Aber selbst im Abschied beißt sich die Katze in den Schwanz, Murray will noch irgendwie in Wimbledon spielen. Am Ort seines vielleicht größten Triumphes. Dort hob er 2012 das britische Tennis aus der Versenkung und gewann als erster Brite seit Fred Perry 1936. Murrays Ambition ist ein Sinnbild seines Spiels. Im Vordergrund steht der Wille, die Verweigerung der Kapitulation. Das Repertoire des Schotten wirkt auf den ersten Blick weit weg von spektakulär: Der Rechtshänder ist nicht so elegant wie Federer oder so druckvoll wie Nadal. Murray gewann aus der Defensive, zermürbte seine Gegner, zwang sie zu mehr Risiko und damit zu mehr Fehlern. Spektakulär wurde es dann, wenn er den Spieß umdrehte, aus der Ausweglosigkeit eine Tugend, also den Punkt machte. Seine große Waffe war der Körper: Murray beherrschte den Platz, pushte sich immer wieder ans Limit und weit darüber hinaus.

Amoklauf in Dunblane

Der Weg in den Tennissport war vorgezeichnet. Mutter Judy, selbst Spielerin, bildete ihn aus. Der ältere Bruder Jamie entwickelte sich zu einem formidablen Doppelspieler. Der Weg hätte aber auch ein abruptes und tragisches Ende finden können: 1996 tötete ein Amokläufer an Andys und Jamies Schule in Dunblane 17 Menschen. Die Brüder überlebten. Murray sprach erst spät darüber. 2005 gewann er in San José sein erstes ATP-Turnier.

Unterm Strich steht eine imposante Bilanz: 45 Turniersiege, darunter 14 Masters-, und drei Grand-Slam-Triumphe (US Open 2012, Wimbledon 2013 und 2016) der Daviscupsieg mit Großbritannien 2015 und zweimal Olympiagold sowie Silber im Mixed. Murray ist der erfolgreichste britische Tennisspieler seit Fred Perry. 41 Wochen war er die Nummer eins der Weltrangliste. 2016 wurde er von der Queen zum Ritter geschlagen, aus Andrew Murray wurde Sir Andrew Murray.

• _Beigefügtes Material_:
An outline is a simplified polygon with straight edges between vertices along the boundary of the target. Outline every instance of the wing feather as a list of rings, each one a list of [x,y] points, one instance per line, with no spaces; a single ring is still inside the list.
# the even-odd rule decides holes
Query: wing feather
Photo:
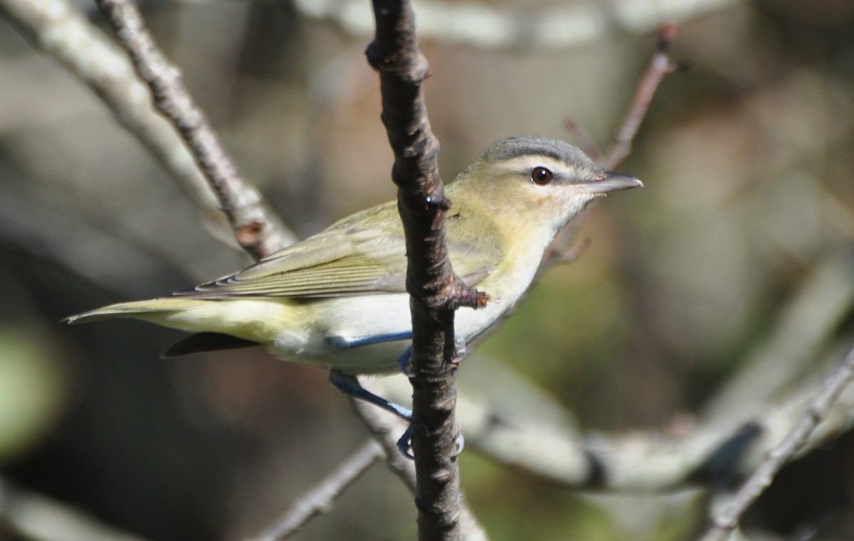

• _Aufgaben_:
1. Zitieren Sie aus dem Textauszug über Andy Murray die Stelle von „Der Weg in den“ bis „Sir Andrew Murray.“.
2. Fassen Sie den Absatz des Textauszugs über Andy Murray, der mit „Unterm Strich steht eine imposante Bilanz“ beginnt, als Stichpunktliste zusammen und behalten Sie dabei seine wesentlichen Fakten bei.
3. In welcher Stadt gewann Murray laut dem Textauszug 2005 sein erstes ATP-Turnier?
Das Material wird zur Bearbeitung nicht benötigt.

• _Lösungen_:
1.
Der Weg in den Tennissport war vorgezeichnet. Mutter Judy, selbst Spielerin, bildete ihn aus. Der ältere Bruder Jamie entwickelte sich zu einem formidablen Doppelspieler. Der Weg hätte aber auch ein abruptes und tragisches Ende finden können: 1996 tötete ein Amokläufer an Andys und Jamies Schule in Dunblane 17 Menschen. Die Brüder überlebten. Murray sprach erst spät darüber. 2005 gewann er in San José sein erstes ATP-Turnier.

Unterm Strich steht eine imposante Bilanz: 45 Turniersiege, darunter 14 Masters-, und drei Grand-Slam-Triumphe (US Open 2012, Wimbledon 2013 und 2016) der Daviscupsieg mit Großbritannien 2015 und zweimal Olympiagold sowie Silber im Mixed. Murray ist der erfolgreichste britische Tennisspieler seit Fred Perry. 41 Wochen war er die Nummer eins der Weltrangliste. 2016 wurde er von der Queen zum Ritter geschlagen, aus Andrew Murray wurde Sir Andrew Murray.

2.
- 45 Turniersiege, darunter 14 Masters-Titel und drei Grand-Slam-Titel (US Open 2012, Wimbledon 2013 und 2016)
- Daviscupsieg mit Großbritannien 2015
- zweimal Olympiagold, dazu Silber im Mixed
- erfolgreichster britischer Tennisspieler seit Fred Perry
- 41 Wochen Nummer eins der Weltrangliste
- 2016 von der Queen zum Ritter geschlagen, seitdem Sir Andrew Murray

3. In San José.